WHAT IS REQUIRED ▸ Reproduce the data in full, exactly.

SUPPLIED MATERIAL ▸
++++++++++++++++++++

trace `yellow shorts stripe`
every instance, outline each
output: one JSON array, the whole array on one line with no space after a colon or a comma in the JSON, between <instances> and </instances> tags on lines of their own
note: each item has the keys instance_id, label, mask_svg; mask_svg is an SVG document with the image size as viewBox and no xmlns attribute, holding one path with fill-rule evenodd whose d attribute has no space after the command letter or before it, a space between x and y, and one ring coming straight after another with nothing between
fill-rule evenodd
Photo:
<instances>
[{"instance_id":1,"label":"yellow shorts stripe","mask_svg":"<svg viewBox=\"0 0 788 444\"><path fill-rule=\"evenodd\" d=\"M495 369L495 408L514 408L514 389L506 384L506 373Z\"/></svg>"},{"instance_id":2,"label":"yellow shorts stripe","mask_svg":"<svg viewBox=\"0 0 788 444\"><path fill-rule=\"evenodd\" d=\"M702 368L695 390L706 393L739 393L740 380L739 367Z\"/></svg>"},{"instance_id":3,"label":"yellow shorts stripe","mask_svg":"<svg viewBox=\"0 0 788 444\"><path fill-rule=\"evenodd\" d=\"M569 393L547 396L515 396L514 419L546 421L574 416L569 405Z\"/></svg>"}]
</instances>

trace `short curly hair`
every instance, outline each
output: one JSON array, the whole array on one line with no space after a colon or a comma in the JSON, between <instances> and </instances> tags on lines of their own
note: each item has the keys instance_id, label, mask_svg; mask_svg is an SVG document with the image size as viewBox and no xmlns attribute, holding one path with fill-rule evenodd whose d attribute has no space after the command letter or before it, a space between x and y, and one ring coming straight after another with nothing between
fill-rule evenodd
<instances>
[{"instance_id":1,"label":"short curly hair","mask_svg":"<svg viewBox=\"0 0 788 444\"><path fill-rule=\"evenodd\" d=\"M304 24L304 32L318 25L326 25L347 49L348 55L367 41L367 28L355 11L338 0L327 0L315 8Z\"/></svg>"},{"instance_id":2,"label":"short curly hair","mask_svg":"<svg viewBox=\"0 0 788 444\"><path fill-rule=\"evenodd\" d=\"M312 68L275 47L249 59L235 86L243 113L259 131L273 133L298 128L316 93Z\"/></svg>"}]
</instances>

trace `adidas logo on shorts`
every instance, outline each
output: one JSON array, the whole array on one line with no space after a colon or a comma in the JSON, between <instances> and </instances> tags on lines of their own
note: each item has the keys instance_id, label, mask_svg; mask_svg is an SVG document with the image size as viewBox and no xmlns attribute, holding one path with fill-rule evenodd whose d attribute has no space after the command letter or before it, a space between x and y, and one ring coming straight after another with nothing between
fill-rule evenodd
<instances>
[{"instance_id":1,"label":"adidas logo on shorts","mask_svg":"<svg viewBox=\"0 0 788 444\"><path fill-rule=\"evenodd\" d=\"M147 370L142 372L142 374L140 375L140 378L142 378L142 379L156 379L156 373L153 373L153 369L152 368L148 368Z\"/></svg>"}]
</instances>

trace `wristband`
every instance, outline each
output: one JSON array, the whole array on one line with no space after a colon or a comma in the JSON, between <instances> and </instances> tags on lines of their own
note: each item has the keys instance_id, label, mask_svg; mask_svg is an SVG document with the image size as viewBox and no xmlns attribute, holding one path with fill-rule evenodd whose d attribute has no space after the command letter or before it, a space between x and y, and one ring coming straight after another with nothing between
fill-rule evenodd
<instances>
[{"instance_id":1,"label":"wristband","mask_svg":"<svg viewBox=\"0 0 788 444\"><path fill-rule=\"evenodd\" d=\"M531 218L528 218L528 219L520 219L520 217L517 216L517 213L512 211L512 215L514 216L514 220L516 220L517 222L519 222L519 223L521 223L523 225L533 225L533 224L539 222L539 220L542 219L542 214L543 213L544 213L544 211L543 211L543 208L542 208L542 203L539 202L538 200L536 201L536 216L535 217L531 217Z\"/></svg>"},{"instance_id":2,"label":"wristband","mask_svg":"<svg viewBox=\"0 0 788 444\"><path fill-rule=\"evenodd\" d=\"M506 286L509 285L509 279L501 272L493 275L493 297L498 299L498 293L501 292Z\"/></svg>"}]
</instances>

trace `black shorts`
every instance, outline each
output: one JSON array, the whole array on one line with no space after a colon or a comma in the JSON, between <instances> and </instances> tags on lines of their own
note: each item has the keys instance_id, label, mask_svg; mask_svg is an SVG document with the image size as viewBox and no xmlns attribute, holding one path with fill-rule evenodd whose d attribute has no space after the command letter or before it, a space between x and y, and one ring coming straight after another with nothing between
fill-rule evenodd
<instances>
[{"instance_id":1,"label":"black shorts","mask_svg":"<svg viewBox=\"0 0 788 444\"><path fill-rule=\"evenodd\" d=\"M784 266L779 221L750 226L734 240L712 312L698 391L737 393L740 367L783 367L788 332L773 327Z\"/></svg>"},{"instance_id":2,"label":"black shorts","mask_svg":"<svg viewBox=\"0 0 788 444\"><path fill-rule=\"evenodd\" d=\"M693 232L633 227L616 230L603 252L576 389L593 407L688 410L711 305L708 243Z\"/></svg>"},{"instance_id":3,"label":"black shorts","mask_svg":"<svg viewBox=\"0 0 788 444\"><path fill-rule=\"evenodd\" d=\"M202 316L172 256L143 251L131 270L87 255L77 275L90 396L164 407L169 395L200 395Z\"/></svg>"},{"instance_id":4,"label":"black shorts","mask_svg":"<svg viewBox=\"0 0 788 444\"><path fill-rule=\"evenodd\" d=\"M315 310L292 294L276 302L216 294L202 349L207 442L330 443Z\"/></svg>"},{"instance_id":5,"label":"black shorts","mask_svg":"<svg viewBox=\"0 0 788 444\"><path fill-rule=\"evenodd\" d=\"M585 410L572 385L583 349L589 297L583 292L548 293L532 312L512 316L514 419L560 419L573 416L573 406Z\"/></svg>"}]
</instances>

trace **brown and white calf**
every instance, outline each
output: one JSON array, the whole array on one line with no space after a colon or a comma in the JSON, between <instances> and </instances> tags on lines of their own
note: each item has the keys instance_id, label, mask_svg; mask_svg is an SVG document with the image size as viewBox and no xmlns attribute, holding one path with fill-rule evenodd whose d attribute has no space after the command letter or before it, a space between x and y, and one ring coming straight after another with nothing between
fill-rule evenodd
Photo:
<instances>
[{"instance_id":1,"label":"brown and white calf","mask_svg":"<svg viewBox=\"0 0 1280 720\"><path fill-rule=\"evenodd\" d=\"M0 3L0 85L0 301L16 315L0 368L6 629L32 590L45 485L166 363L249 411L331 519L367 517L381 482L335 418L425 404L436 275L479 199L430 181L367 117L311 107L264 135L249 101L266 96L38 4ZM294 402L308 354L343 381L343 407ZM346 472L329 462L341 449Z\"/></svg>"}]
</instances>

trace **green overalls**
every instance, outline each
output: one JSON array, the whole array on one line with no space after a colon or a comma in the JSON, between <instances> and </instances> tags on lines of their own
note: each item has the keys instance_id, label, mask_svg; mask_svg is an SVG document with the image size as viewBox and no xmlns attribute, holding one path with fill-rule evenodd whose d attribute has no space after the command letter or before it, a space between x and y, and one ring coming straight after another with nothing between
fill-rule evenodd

++++++++++++++++++++

SOLUTION TO THIS PROBLEM ▸
trace `yellow shorts stripe`
every instance, outline each
output: one JSON array, the whole array on one line with no space after a colon or a comma in the JSON, between <instances> and </instances> tags on lines of their own
note: each item has the keys instance_id, label, mask_svg; mask_svg is an SVG document with the image size as viewBox and no xmlns attribute, holding one path with fill-rule evenodd whose d attribute has no space after the command letter or before it, a space between x and y, and one ring coming straight after another with nothing between
fill-rule evenodd
Photo:
<instances>
[{"instance_id":1,"label":"yellow shorts stripe","mask_svg":"<svg viewBox=\"0 0 788 444\"><path fill-rule=\"evenodd\" d=\"M495 369L495 408L514 408L514 389L506 384L506 373Z\"/></svg>"},{"instance_id":2,"label":"yellow shorts stripe","mask_svg":"<svg viewBox=\"0 0 788 444\"><path fill-rule=\"evenodd\" d=\"M702 368L695 390L706 393L739 393L740 380L739 367Z\"/></svg>"},{"instance_id":3,"label":"yellow shorts stripe","mask_svg":"<svg viewBox=\"0 0 788 444\"><path fill-rule=\"evenodd\" d=\"M569 393L547 396L515 396L514 419L546 421L574 416L569 405Z\"/></svg>"}]
</instances>

trace `short curly hair`
every instance, outline each
output: one JSON array, the whole array on one line with no space after a colon or a comma in the JSON, between <instances> and </instances> tags on lines of their own
note: each item has the keys instance_id, label, mask_svg; mask_svg is an SVG document with the image size as viewBox and no xmlns attribute, holding one path with fill-rule evenodd whose d attribute has no space after the command letter or before it, a space between x and y, and one ring coming straight after another with nothing between
fill-rule evenodd
<instances>
[{"instance_id":1,"label":"short curly hair","mask_svg":"<svg viewBox=\"0 0 788 444\"><path fill-rule=\"evenodd\" d=\"M304 24L304 32L318 25L326 25L347 49L348 55L367 41L367 28L355 11L338 0L327 0L315 8Z\"/></svg>"},{"instance_id":2,"label":"short curly hair","mask_svg":"<svg viewBox=\"0 0 788 444\"><path fill-rule=\"evenodd\" d=\"M312 68L275 47L249 59L235 86L243 113L259 131L273 133L298 128L316 93Z\"/></svg>"}]
</instances>

trace `adidas logo on shorts`
every instance, outline each
output: one JSON array, the whole array on one line with no space after a colon or a comma in the JSON, between <instances> and </instances> tags on lines of their own
note: each item has the keys instance_id, label, mask_svg; mask_svg is an SVG document with the image size as viewBox and no xmlns attribute, holding one path with fill-rule evenodd whose d attribute has no space after the command letter or before it, a space between x and y, and one ring coming straight after another with nothing between
fill-rule evenodd
<instances>
[{"instance_id":1,"label":"adidas logo on shorts","mask_svg":"<svg viewBox=\"0 0 788 444\"><path fill-rule=\"evenodd\" d=\"M147 370L142 372L142 374L140 375L140 378L142 378L142 379L156 379L156 373L153 373L153 369L152 368L148 368Z\"/></svg>"}]
</instances>

trace `wristband`
every instance, outline each
output: one JSON array, the whole array on one line with no space after a colon or a comma in the JSON, between <instances> and </instances> tags on lines of their own
note: each item has the keys instance_id, label, mask_svg; mask_svg is an SVG document with the image size as viewBox and no xmlns attribute, holding one path with fill-rule evenodd whose d attribute has no space after the command letter or before it, a space between x and y, and one ring coming straight after another with nothing between
fill-rule evenodd
<instances>
[{"instance_id":1,"label":"wristband","mask_svg":"<svg viewBox=\"0 0 788 444\"><path fill-rule=\"evenodd\" d=\"M531 218L528 218L528 219L520 219L520 217L517 216L517 213L512 211L512 215L514 216L514 220L516 220L517 222L519 222L519 223L521 223L523 225L533 225L533 224L539 222L539 220L542 219L542 214L543 213L544 213L544 211L543 211L543 208L542 208L542 203L539 202L538 200L536 201L536 216L535 217L531 217Z\"/></svg>"},{"instance_id":2,"label":"wristband","mask_svg":"<svg viewBox=\"0 0 788 444\"><path fill-rule=\"evenodd\" d=\"M506 286L509 285L509 279L501 272L493 275L493 297L498 299L498 293L501 292Z\"/></svg>"}]
</instances>

trace `black shorts`
every instance, outline each
output: one JSON array, the whole array on one line with no space after a colon or a comma in the JSON, between <instances> and </instances> tags on lines of their own
note: each item has the keys instance_id, label, mask_svg; mask_svg is an SVG document with the image size as viewBox and no xmlns attribute, holding one path with fill-rule evenodd whose d attribute has no space after the command letter or before it, a space between x and y, and one ring coming straight after another with nothing between
fill-rule evenodd
<instances>
[{"instance_id":1,"label":"black shorts","mask_svg":"<svg viewBox=\"0 0 788 444\"><path fill-rule=\"evenodd\" d=\"M784 266L779 221L750 226L734 240L712 312L698 391L737 393L740 367L783 367L788 332L773 327Z\"/></svg>"},{"instance_id":2,"label":"black shorts","mask_svg":"<svg viewBox=\"0 0 788 444\"><path fill-rule=\"evenodd\" d=\"M693 232L633 227L616 230L603 252L576 389L593 407L688 410L711 305L708 243Z\"/></svg>"},{"instance_id":3,"label":"black shorts","mask_svg":"<svg viewBox=\"0 0 788 444\"><path fill-rule=\"evenodd\" d=\"M202 316L172 256L143 251L131 270L87 255L77 275L90 396L164 407L169 395L200 395Z\"/></svg>"},{"instance_id":4,"label":"black shorts","mask_svg":"<svg viewBox=\"0 0 788 444\"><path fill-rule=\"evenodd\" d=\"M315 310L292 294L276 302L216 294L202 349L207 442L330 443Z\"/></svg>"},{"instance_id":5,"label":"black shorts","mask_svg":"<svg viewBox=\"0 0 788 444\"><path fill-rule=\"evenodd\" d=\"M585 410L572 385L583 349L589 297L583 292L548 293L532 312L512 316L514 419L560 419L573 416L573 406Z\"/></svg>"}]
</instances>

trace **brown and white calf**
every instance, outline each
output: one JSON array, the whole array on one line with no space after a colon or a comma in the JSON, between <instances> and </instances> tags on lines of their own
note: each item has the keys instance_id, label, mask_svg; mask_svg is an SVG document with the image size as viewBox and no xmlns attribute, holding one path with fill-rule evenodd whose d attribute has no space after the command letter or before it, a space between x and y, and one ring coming straight after another with nothing between
fill-rule evenodd
Photo:
<instances>
[{"instance_id":1,"label":"brown and white calf","mask_svg":"<svg viewBox=\"0 0 1280 720\"><path fill-rule=\"evenodd\" d=\"M0 3L0 85L0 301L16 315L0 368L6 629L32 590L45 485L166 363L249 411L331 519L367 517L381 482L335 418L425 404L436 275L479 199L430 181L367 117L311 107L264 135L249 101L266 96L38 4ZM294 402L308 354L343 381L343 407ZM346 472L329 462L341 449Z\"/></svg>"}]
</instances>

trace **green overalls**
every instance, outline each
output: one JSON array, the whole array on one line with no space after a colon or a comma in the JSON, between <instances> and </instances> tags on lines of their own
note: each item has the keys instance_id, label, mask_svg; mask_svg is an SVG document with the image size as viewBox and no xmlns attribute, holding one path with fill-rule evenodd whose d attribute has no space after the command letter or before it, a space between x and y, and one ring coming straight after another with nothing between
fill-rule evenodd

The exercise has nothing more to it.